- Extract:

The intermediate transfer rollers 22 y, 22 m, 22 c, and 22 b are roller-shaped members which are respectively opposite to the photoreceptor drums 11 y, 11 m, 11 c, and 11 b with the intermediate transfer belt 21 interposed therebetween and come into pressure-contact with a reverse side of the toner image bearing surface 21 a of the intermediate transfer belt 21 and which are rotatably disposed about respective axial line of the rollers by a driving section (not shown). For each of the intermediate transfer rollers 22 y, 22 m, 22 c, and 22 b, a roller-shaped member is used, for example, which is composed of a metallic shaft and a conductive layer covering a surface of the metallic shaft. The shaft is, for example, formed of a metal such as stainless steel. A diameter of the shaft is not particularly limited, and preferably from 8 mm to 10 mm. The conductive layer is formed of a material such as a conductive elastic body or the like. As the conductive elastic body, a material conventionally used in this field is applicable including, for example, ethylene-propylene-diene rubber (EPDM), foamed EPDM, and urethane foam, which contain a conductive material such as carbon black. Through the conductive layer, high voltage is evenly applied to the intermediate transfer belt 21.
In order to transfer the toner images formed on the surfaces of the photoreceptor drum 11 y, 11 m, 11 c, and 11 b onto the intermediate transfer belt 21, intermediate transfer bias is applied to the intermediate transfer rollers 22 y, 22 m, 22 c, and 22 b by a constant voltage control, which bias has a reverse polarity from the charged toner. By so doing, the toner images of yellow, magenta, cyan, and black formed on the photoreceptor drums 11 y, 11 m, 11 c, and 11 b are sequentially transferred and overlaid on top of one another on the toner image bearing surface 21 a of the intermediate transfer belt 21, thus forming a multicolor toner image. Note that in the case where image information of only a part of yellow, magenta, cyan, and black is inputted, a toner image is formed by only an image forming unit corresponding to a color of an image information to be input, among the image forming units 10 y, 10 m, 10 c, and 10 b.

- Items:
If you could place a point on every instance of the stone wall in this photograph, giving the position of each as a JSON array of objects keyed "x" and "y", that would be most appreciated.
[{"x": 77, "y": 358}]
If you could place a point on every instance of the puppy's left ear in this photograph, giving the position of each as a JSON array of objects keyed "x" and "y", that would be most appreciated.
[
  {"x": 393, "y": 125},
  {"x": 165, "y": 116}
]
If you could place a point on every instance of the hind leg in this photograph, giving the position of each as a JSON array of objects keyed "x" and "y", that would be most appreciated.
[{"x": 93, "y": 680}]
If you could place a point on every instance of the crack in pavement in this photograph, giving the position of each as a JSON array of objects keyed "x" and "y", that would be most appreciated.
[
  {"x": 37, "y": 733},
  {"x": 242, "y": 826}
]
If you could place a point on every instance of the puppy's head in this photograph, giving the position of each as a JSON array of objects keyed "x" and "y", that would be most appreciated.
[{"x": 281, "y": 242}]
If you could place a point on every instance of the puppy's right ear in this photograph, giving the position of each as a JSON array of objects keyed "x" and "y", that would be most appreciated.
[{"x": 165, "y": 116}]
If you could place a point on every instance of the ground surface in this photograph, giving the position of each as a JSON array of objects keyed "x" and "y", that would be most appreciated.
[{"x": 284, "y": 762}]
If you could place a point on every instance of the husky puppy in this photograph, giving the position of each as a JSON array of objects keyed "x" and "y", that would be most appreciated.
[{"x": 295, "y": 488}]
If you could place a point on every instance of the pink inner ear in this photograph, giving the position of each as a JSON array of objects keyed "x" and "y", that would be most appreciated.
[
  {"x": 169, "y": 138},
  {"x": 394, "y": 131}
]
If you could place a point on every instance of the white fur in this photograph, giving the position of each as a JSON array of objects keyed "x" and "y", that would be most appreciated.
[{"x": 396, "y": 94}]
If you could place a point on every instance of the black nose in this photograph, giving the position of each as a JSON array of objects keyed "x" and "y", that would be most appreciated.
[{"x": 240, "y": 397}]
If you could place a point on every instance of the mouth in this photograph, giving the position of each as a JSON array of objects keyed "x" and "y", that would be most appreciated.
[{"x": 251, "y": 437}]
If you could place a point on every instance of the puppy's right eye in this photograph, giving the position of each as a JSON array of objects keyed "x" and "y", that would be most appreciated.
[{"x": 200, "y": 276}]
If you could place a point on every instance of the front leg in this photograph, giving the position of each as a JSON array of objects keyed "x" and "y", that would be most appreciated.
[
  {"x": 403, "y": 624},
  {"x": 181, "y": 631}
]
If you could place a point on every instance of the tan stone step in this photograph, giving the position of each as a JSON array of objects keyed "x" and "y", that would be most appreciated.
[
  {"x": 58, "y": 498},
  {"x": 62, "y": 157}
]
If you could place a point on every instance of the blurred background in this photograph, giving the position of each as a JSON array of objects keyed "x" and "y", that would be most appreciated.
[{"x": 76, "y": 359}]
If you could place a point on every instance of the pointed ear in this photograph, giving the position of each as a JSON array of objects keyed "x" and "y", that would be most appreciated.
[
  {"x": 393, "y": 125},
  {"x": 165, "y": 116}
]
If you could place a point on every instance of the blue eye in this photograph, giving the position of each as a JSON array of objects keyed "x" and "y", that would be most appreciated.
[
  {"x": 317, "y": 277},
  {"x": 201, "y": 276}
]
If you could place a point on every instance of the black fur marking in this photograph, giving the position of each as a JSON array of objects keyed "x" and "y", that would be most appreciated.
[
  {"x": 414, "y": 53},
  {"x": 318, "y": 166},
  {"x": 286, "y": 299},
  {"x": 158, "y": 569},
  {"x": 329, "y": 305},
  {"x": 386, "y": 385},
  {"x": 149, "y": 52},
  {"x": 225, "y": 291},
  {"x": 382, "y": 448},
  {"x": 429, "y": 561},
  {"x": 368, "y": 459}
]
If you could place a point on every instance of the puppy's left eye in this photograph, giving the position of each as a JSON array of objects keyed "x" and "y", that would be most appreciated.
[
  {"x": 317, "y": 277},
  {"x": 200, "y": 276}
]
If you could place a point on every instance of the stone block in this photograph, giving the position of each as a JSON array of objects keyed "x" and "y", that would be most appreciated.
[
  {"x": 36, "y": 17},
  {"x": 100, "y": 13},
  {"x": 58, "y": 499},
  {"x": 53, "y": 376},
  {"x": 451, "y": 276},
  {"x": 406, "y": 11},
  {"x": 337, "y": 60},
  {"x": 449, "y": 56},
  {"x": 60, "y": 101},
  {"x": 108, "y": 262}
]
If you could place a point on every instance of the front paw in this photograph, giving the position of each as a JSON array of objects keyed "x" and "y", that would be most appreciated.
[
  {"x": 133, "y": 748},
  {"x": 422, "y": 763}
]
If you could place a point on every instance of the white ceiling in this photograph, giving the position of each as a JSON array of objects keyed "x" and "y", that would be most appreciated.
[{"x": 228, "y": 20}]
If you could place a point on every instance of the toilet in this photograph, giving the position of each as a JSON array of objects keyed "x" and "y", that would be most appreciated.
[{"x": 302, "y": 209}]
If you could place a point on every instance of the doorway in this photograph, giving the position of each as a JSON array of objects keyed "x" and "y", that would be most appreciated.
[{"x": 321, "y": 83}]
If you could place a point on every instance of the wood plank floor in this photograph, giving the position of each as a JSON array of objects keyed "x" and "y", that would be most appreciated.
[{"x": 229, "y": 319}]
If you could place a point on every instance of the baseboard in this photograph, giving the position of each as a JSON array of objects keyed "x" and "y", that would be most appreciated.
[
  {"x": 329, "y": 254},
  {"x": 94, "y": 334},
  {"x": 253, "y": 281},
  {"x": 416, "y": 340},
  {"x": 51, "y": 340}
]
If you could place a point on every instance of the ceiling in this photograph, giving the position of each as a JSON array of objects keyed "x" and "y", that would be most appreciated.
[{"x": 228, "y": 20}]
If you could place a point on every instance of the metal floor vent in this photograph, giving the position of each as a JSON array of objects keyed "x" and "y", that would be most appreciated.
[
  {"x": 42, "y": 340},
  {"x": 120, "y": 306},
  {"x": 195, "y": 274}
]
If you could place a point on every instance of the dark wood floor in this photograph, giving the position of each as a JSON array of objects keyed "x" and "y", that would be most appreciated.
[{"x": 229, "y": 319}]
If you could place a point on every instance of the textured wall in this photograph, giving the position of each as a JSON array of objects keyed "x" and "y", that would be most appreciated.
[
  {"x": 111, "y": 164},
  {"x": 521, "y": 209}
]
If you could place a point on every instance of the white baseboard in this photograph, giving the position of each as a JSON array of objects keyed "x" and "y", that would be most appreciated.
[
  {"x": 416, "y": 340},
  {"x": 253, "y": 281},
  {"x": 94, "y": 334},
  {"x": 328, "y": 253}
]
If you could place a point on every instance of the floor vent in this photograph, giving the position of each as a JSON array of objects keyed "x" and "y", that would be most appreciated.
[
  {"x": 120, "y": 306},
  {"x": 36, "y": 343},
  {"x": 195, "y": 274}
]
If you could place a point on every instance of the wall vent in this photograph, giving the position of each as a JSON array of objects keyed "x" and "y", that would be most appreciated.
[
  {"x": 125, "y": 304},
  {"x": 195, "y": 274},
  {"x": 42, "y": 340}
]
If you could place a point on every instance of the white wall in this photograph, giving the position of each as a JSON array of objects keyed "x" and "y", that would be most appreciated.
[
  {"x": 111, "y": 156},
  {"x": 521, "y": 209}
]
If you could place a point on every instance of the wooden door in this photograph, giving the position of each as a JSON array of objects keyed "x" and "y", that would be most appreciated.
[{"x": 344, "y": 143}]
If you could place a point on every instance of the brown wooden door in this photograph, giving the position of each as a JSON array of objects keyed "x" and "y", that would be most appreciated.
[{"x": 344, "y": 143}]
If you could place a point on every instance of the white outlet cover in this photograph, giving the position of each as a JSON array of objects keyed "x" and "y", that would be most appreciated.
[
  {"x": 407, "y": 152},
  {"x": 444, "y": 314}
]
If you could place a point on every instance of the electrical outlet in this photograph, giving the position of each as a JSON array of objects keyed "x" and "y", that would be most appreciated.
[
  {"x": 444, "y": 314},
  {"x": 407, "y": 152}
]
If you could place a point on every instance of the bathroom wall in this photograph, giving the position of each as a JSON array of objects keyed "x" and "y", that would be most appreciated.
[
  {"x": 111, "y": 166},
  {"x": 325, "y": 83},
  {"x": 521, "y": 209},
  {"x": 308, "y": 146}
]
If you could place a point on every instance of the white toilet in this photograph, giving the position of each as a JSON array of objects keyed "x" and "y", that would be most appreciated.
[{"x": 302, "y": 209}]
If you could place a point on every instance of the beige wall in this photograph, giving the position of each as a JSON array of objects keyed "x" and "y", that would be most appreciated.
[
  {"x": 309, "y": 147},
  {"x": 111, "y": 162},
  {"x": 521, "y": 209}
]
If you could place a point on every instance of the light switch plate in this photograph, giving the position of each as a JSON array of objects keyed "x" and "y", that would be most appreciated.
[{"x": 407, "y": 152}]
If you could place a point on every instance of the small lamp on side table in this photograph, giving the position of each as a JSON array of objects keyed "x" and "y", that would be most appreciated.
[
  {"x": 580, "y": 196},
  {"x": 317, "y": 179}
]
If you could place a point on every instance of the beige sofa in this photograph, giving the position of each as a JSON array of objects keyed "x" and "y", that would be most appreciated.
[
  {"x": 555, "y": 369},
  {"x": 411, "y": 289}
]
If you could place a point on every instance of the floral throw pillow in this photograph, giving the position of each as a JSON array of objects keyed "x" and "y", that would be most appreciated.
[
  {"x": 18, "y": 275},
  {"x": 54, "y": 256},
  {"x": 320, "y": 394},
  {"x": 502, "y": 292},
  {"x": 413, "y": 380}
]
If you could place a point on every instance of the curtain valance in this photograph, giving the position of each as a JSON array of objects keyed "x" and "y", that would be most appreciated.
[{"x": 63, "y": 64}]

- Problem to work on:
Extend the passage on intermediate transfer rollers, starting right after its final sentence. The items were taken from a different source than the passage on intermediate transfer rollers.

- Task output:
The supporting rollers 23, 24, and 25 are rotatably disposed about respective shaft centers thereof by a driving section (not shown). The intermediate transfer belt 21 is supported around the supporting rollers 23, 24, and 25 with tension and rotated in the direction of the arrow 27. For each of the supporting rollers 23, 24, and 25, an aluminum cylinder (a pipe-shaped roller) is used, for example, having a diameter of 30 mm and a thickness of 1 mm. The supporting roller 24 comes into pressure-contact with a later-described secondary transfer roller 28 with the intermediate transfer belt 21 interposed therebetween, thus forming a secondary transfer nip portion, and is electrically grounded. The supporting roller 24 has a function of supporting the intermediate transfer belt 21 therearound with tension together with a function of secondarily transferring the toner image on the intermediate transfer belt 21 onto the recording material 8.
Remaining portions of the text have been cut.